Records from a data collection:
-- Opening Marker --

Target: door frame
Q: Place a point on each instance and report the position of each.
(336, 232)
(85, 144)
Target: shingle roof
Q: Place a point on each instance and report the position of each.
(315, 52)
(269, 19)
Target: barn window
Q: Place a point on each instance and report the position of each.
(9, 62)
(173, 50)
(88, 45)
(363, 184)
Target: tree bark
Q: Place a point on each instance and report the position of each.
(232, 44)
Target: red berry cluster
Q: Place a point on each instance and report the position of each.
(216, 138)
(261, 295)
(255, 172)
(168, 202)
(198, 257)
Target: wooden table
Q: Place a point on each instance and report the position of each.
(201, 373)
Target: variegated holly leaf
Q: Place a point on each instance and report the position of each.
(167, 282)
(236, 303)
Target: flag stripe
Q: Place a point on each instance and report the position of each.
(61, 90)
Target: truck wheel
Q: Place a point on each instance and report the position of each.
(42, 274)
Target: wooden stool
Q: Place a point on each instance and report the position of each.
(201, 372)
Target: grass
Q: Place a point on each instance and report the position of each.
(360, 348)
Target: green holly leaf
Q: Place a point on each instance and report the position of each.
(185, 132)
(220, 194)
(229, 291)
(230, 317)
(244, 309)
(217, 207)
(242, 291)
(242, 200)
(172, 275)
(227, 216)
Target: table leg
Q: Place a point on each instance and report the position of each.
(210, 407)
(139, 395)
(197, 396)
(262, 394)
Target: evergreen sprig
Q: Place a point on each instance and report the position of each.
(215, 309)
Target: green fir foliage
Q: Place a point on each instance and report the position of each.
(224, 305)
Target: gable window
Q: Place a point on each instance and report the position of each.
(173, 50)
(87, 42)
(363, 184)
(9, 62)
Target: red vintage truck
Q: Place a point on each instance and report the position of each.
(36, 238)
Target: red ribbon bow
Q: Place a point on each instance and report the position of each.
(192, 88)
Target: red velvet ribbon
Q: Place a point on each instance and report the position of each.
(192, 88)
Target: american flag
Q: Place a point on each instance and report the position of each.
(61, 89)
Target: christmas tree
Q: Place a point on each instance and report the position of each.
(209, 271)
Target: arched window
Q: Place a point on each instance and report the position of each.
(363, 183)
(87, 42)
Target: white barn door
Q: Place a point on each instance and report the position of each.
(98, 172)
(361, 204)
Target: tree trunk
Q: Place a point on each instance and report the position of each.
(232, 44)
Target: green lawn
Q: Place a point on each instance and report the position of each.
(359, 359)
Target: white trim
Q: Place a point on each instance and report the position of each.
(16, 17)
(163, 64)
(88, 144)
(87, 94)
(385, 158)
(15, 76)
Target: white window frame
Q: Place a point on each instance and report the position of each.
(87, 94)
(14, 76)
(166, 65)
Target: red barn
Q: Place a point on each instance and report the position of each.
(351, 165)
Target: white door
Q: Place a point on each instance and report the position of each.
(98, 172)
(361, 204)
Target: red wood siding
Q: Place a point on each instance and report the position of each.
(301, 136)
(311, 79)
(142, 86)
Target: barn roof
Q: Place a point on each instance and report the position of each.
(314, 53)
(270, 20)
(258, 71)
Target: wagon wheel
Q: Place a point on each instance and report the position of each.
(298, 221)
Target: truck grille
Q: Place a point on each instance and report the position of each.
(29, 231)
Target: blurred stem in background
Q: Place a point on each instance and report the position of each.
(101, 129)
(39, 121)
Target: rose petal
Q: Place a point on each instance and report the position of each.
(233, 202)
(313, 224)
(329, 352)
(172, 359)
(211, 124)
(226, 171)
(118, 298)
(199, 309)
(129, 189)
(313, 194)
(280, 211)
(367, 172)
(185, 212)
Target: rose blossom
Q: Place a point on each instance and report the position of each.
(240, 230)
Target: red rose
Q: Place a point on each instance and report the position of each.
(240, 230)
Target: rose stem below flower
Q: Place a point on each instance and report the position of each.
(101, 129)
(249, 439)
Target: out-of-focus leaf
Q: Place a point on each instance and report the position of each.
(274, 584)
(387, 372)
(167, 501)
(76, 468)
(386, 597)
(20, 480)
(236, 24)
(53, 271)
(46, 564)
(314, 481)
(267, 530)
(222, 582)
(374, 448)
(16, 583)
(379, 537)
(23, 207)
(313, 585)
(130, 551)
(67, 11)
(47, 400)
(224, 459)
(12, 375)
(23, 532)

-- Closing Marker --

Copy the lines from the entries above in which the word "roof" appears.

[Task solution]:
Target: shingle roof
Target: barn roof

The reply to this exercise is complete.